Return every line below exactly as written.

■ ■ ■ ■ ■

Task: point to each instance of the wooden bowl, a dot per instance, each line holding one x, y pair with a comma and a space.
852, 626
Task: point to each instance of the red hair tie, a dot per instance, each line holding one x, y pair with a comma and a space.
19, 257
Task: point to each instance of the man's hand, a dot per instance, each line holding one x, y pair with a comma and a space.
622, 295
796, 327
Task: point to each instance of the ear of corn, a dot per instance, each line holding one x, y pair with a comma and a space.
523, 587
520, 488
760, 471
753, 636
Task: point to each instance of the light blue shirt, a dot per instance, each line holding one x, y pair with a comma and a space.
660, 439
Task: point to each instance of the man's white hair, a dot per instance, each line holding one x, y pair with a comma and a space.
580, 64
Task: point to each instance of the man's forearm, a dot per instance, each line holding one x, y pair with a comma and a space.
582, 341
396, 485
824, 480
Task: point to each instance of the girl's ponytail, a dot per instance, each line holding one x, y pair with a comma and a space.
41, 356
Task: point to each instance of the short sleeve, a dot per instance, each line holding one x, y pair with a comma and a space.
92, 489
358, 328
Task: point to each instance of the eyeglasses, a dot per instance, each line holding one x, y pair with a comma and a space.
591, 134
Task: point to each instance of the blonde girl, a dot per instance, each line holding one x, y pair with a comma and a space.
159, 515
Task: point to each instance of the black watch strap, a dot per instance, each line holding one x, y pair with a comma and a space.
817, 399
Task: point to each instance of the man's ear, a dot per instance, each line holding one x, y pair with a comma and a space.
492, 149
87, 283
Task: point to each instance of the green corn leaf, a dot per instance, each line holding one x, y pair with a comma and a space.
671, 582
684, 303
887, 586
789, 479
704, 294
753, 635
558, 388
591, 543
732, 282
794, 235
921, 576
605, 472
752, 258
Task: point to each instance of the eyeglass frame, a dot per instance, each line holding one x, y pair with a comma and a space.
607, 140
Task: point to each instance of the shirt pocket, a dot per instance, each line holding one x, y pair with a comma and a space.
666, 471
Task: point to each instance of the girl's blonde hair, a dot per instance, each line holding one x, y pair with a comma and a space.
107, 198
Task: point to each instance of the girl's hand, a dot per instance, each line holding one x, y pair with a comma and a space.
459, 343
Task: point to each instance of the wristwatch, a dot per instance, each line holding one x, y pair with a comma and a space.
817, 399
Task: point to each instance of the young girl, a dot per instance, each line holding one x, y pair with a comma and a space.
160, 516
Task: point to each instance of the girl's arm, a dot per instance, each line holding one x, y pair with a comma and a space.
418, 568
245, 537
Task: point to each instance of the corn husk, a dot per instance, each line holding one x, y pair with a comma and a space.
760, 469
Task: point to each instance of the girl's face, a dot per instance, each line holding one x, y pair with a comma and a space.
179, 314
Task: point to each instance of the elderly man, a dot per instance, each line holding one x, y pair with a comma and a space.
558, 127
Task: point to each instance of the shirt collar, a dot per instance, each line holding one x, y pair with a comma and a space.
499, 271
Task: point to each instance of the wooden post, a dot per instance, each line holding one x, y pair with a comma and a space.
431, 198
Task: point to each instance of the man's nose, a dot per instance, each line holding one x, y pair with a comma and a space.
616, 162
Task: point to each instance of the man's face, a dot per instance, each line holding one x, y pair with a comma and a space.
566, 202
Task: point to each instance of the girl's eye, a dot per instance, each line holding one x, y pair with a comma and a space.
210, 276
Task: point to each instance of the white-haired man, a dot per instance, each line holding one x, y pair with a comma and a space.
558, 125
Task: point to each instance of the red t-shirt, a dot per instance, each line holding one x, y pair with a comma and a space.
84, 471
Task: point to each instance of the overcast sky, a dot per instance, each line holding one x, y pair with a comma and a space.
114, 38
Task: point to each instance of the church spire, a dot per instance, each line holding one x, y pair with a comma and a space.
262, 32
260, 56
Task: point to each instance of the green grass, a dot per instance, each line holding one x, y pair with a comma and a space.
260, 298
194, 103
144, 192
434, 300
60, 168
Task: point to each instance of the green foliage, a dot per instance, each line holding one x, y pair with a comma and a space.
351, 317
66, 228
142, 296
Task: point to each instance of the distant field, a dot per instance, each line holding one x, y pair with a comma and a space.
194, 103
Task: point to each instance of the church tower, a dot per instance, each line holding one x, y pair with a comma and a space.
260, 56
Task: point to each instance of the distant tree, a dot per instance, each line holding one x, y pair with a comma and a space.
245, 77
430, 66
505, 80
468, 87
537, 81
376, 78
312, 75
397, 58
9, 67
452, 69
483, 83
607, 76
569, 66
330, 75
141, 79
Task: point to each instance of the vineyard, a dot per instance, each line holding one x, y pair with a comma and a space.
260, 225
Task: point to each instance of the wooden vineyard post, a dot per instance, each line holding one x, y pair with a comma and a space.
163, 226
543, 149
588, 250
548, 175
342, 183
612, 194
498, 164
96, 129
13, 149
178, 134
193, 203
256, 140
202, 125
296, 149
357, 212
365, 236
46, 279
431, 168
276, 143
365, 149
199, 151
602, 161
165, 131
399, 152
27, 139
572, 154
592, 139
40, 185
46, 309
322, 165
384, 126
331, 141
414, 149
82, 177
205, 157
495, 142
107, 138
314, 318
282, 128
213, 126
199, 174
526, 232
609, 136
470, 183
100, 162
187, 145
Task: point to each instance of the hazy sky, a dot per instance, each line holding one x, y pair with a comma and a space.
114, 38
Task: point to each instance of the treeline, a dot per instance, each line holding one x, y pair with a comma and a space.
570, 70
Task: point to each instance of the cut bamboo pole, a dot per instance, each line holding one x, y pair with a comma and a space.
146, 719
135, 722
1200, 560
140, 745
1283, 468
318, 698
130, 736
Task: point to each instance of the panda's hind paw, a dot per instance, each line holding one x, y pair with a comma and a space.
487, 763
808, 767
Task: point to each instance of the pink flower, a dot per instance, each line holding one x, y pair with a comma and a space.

■ ■ ■ ■ ■

◆ **EXERCISE RESULT**:
Task: point to each instance of the wooden bowl, a dot per instance, each line holding one x, y pair with a comma and a space.
852, 626
Task: point to each instance of the red hair tie, a dot per instance, each line holding one x, y pair with a comma and a space.
19, 257
Task: point to each instance of the man's hand, a dot per instance, each line holding one x, y pair with a comma and a space.
622, 295
796, 327
Task: point to each instance of the ear of corn, a dot per instance, each line holding one x, y pair with a comma and a space.
523, 587
520, 488
760, 471
753, 636
Task: point to each instance of the light blue shirt, a dot per instance, each line holding one x, y pair with a comma and a space.
660, 439
Task: point to each instance of the man's white hair, a dot per instance, each line holding one x, y pair with a comma and a space.
580, 64
Task: point to each instance of the man's forearm, a dot per instance, each line holding one x, y pair with a comma and a space.
582, 341
396, 485
824, 480
Task: point to each instance of the girl's ponytail, a dot per instance, each line holding one x, y pair with a comma and a space.
41, 356
Task: point to each instance of the short sleeve, a dot per instance, each line holding one x, y pair with a comma and a space.
92, 489
358, 328
Task: point to each instance of the eyeglasses, a dot per instance, each line holding one x, y pair with a comma and a space.
591, 134
Task: point to each instance of the blonde girl, a dot per instance, each line holding one x, y pair with a comma and a space.
159, 515
Task: point to each instance of the black watch strap, a dot per instance, each line holding one x, y pair with a comma and a space.
817, 399
Task: point to each instance of the man's ear, a dot per instance, each line holding one x, y pair with a comma and a space.
492, 149
87, 283
Task: point to each instance of the green corn leaf, a dot per instance, each line holding one x, y pair with a comma and a space.
671, 582
684, 303
887, 586
789, 479
704, 294
753, 635
558, 388
591, 543
732, 282
794, 235
921, 576
605, 472
752, 258
Task: point to each instance of the eyeglass frame, a dot per instance, each line holding one x, y pair with a comma and a space.
607, 140
Task: point to each instance of the shirt pocket, a dot per instance, each line holding one x, y pair with a comma and a space.
666, 471
Task: point to each instance of the girl's blonde hair, a dot per instance, each line holding one x, y pair with a comma and a space.
107, 198
Task: point to each instance of the girl's hand, a dot per instance, each line holding one x, y pair with a comma and a space.
459, 343
Task: point to each instance of the wristwatch, a dot per instance, each line holding one x, y pair with a comma and a space.
817, 399
Task: point to each instance of the young girl, a dot per instance, each line holding one x, y pair with a comma and a space.
160, 516
Task: point to each instance of the girl's arm, a dot per instance, each line holding one x, y pair with a comma and a space.
418, 568
245, 537
Task: point to each instance of the corn husk, a dot per instance, each line holding one x, y pair with a comma and a space.
760, 469
Task: point to each instance of the girl's face, a dot per instance, each line holding one x, y pair with a comma and a space.
179, 314
Task: point to each instance of the elderly man, a dot per instance, each line holding one x, y pair with a comma and a space.
558, 127
Task: point to each instance of the shirt collar, a dot per instance, each line holding one x, y pair with a comma and a space.
499, 271
Task: point to each instance of the wooden post, a dot per instance, each line holding one x, y pair with a comma and a space.
431, 198
Task: point to each instance of the man's nose, a dot per instance, each line holding one x, y pair with a comma and a space.
616, 162
Task: point to each instance of the man's face, a dot per instance, each line holding one x, y pair with a comma and a space.
566, 202
Task: point to each instance of the girl's eye, a dot per instance, each line holding one x, y pair with a comma and a space.
210, 276
Task: point to each instance of the white-haired man, a dot per instance, each line holding one x, y pair with a comma and a space.
558, 125
Task: point to each instance of the red t-shirt, a dot per instance, each line holding one x, y pair with a comma and a space.
84, 471
Task: point to each instance of the overcast sky, a dot per instance, each line holding one x, y pair with a comma and a space.
114, 38
Task: point to each instance of the church spire, a dot per instance, each line holding one x, y pair with a comma and a space.
262, 32
260, 56
Task: point to each instance of the green grass, a dot per instance, each line holding one x, y pair with a comma and a space.
260, 298
194, 103
144, 192
434, 300
60, 168
Task: point to each instance of the green foliage, a dot per instance, each line holding one x, y pair with a comma and a space.
351, 317
66, 228
142, 296
Task: point to each instance of the distant field, a dot per instance, each line holding one x, y pair with a comma and a space.
194, 103
Task: point to each instance of the church tower, a dot per instance, each line holding one x, y pair with a comma and a space.
260, 56
Task: point to each instance of the distant tree, a dot per instance, each line holding one x, y pair with a comma and a space.
245, 77
430, 66
505, 80
468, 87
537, 81
376, 78
312, 75
397, 58
9, 67
452, 69
483, 83
607, 76
569, 66
330, 75
141, 79
Task: point to each instance of the vineyard, a dot per instance, each line holding one x, y pair with a comma and a space.
260, 225
Task: point to each instance of the wooden vineyard post, a dot per instance, each line holding one x, y pair with a comma and a space.
163, 226
543, 149
588, 250
548, 175
342, 183
612, 194
498, 164
96, 129
13, 149
178, 134
193, 203
256, 140
202, 125
296, 149
357, 212
365, 236
46, 279
431, 168
276, 143
365, 149
199, 151
602, 161
165, 131
399, 152
27, 139
572, 154
592, 139
40, 185
46, 309
322, 165
384, 126
331, 141
414, 149
82, 177
205, 157
495, 142
107, 138
314, 318
282, 128
213, 126
199, 174
526, 232
609, 136
470, 183
100, 162
187, 145
Task: point to each instance of the hazy sky, a dot per instance, each line holding one x, y pair with a comma and a space.
114, 38
Task: point to each instance of the treeline, a dot per instance, each line holding one x, y pair with a comma and a space.
570, 70
Task: point to each instance of the cut bamboo pole, a dot per instance, each line holding one x, y pair with a comma and a space.
146, 719
135, 722
1200, 560
140, 745
1283, 468
318, 698
130, 736
Task: point to each instance of the panda's hind paw, a dot per instance, each line holding one x, y pair with a comma and a space.
487, 763
808, 767
Task: point to each instance of the pink flower, a dot per instance, each line holding one x, y pair with a comma and a space.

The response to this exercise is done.